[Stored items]
-- begin --

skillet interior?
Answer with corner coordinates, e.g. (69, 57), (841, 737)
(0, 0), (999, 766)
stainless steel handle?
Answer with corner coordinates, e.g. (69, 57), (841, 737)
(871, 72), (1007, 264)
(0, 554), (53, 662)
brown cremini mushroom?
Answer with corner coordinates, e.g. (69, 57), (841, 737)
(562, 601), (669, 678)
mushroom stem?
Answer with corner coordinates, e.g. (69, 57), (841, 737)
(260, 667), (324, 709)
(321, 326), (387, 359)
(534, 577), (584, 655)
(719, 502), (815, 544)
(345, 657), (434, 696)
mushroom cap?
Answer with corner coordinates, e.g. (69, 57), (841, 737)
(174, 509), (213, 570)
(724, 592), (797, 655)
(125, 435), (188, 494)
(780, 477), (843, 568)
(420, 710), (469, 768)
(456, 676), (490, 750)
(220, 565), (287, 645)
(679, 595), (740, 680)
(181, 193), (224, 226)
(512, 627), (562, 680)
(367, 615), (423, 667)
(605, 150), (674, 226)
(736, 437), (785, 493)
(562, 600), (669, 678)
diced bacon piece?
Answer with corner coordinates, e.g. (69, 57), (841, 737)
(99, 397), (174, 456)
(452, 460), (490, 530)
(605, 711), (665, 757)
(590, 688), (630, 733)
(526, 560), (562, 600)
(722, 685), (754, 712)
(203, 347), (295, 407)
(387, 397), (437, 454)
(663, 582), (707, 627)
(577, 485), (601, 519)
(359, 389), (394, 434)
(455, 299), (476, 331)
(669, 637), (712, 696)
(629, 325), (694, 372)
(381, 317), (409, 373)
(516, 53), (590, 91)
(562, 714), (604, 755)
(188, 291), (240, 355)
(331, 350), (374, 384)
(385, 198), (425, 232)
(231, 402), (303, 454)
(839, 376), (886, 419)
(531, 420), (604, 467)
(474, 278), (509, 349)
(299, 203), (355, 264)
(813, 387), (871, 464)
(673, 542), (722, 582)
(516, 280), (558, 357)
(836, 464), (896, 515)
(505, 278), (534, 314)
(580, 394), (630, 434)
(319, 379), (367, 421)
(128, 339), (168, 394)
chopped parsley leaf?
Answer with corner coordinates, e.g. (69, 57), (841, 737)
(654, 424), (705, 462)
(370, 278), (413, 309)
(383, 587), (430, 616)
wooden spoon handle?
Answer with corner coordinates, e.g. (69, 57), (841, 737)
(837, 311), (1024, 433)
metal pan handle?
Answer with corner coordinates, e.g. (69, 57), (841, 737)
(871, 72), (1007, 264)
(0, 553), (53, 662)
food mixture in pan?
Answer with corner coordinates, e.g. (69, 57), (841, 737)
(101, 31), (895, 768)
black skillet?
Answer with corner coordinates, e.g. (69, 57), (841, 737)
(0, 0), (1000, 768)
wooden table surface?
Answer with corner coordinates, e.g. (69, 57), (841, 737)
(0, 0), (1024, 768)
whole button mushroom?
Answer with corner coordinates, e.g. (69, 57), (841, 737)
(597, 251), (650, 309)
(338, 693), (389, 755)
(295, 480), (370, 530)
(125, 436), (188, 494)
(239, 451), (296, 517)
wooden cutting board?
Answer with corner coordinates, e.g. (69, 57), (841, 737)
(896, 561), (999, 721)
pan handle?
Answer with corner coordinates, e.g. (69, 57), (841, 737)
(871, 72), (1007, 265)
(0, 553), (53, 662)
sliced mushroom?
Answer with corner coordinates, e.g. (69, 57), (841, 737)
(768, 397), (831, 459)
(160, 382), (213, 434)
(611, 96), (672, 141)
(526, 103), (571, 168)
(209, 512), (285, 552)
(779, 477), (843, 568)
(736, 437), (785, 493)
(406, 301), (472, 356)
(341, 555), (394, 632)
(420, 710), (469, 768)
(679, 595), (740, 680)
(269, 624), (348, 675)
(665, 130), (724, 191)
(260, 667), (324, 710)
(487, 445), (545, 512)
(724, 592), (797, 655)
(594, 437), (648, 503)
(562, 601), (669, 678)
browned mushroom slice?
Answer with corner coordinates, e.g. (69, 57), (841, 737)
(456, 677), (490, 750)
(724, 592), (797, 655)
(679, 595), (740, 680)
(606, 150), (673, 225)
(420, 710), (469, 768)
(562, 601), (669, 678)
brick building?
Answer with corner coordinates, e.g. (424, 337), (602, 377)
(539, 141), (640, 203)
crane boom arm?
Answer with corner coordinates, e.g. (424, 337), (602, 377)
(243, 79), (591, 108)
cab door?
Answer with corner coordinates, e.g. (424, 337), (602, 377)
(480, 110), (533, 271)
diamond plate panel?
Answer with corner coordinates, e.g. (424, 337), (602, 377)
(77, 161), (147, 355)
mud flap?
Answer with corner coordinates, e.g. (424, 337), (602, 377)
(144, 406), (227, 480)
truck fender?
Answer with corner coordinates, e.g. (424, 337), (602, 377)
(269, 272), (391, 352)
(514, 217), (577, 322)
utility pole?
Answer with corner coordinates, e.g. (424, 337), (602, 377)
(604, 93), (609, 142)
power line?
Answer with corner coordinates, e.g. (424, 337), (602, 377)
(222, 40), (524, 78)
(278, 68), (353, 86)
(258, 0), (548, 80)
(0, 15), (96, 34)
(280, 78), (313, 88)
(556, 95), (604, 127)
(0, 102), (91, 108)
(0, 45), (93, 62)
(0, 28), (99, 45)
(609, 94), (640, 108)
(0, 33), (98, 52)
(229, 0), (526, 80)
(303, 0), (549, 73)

-- end --
-- begin --

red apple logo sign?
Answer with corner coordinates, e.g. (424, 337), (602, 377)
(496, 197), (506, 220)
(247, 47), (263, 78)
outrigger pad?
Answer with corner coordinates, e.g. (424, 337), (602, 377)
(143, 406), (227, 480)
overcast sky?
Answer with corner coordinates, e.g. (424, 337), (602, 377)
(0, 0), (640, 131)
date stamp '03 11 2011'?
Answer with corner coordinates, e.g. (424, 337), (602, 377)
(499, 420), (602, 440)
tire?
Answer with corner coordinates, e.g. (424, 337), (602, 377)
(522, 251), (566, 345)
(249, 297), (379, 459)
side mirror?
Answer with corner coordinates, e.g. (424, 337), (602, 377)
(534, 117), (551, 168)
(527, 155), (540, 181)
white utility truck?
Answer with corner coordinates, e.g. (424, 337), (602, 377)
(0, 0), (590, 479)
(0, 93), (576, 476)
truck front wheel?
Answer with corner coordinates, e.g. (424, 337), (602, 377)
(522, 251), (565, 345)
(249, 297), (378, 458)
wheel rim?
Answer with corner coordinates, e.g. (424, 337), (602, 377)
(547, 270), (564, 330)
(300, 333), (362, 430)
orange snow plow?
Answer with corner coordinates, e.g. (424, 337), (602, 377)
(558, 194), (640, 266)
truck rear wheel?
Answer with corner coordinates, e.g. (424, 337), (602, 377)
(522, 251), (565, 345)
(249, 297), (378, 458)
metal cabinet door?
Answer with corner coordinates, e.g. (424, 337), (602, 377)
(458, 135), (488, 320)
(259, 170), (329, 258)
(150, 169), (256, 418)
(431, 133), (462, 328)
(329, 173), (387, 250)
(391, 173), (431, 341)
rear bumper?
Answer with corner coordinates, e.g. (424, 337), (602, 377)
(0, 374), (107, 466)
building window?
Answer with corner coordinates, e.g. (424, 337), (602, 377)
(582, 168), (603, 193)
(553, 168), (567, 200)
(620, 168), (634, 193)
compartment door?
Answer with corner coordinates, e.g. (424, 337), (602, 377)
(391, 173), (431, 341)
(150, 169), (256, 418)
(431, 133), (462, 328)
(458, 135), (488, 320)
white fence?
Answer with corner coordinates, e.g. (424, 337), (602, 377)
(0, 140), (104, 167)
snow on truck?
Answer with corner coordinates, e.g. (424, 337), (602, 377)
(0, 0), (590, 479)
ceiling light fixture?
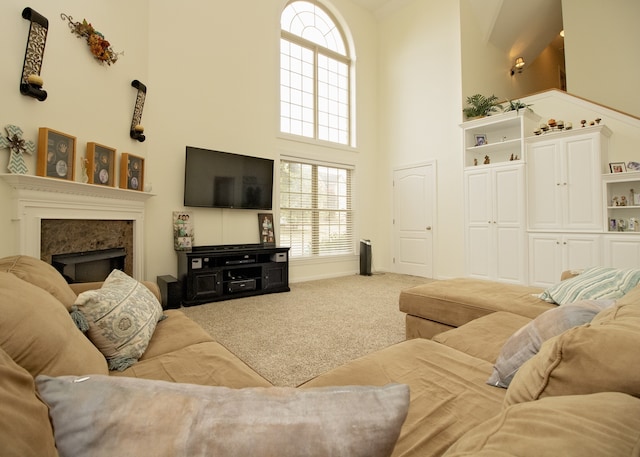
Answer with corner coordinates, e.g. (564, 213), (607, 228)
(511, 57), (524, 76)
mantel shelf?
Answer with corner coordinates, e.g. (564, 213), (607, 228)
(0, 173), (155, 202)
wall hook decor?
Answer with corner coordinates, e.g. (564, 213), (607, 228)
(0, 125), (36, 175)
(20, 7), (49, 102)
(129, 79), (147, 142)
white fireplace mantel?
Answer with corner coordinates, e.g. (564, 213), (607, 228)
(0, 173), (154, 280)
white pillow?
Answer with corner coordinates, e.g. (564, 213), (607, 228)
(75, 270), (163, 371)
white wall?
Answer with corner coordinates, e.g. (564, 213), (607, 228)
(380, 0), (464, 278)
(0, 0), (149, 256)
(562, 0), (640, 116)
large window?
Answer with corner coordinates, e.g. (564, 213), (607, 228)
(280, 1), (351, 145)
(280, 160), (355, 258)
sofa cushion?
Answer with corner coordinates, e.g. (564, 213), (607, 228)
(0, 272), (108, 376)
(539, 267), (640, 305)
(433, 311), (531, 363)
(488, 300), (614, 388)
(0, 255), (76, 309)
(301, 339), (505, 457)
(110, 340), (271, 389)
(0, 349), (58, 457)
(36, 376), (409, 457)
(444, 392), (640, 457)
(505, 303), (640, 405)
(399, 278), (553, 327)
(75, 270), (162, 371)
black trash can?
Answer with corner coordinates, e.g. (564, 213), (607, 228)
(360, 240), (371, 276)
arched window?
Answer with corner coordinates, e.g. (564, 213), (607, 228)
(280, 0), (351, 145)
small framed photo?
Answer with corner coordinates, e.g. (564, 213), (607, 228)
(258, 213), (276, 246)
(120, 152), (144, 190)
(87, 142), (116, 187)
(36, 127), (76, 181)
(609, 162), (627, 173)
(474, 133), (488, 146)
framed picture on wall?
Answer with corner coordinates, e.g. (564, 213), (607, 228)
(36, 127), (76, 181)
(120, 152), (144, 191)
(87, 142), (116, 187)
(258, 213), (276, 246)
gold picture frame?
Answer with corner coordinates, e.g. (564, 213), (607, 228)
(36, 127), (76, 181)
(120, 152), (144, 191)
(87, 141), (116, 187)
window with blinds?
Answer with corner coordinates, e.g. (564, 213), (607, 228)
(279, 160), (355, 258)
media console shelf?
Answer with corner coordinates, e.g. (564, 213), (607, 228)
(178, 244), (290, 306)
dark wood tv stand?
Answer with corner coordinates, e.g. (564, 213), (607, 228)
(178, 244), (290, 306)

-- end --

Copy out the rows from the line with "metal pan handle?" up to and including the line with "(101, 31), (895, 768)", keeping every line identical.

metal pan handle?
Answer with corner coordinates, e.g. (69, 57), (841, 737)
(871, 72), (1007, 264)
(0, 553), (53, 662)
food mixture in pan?
Answer with corner coordinates, e.g. (69, 57), (841, 737)
(101, 31), (895, 768)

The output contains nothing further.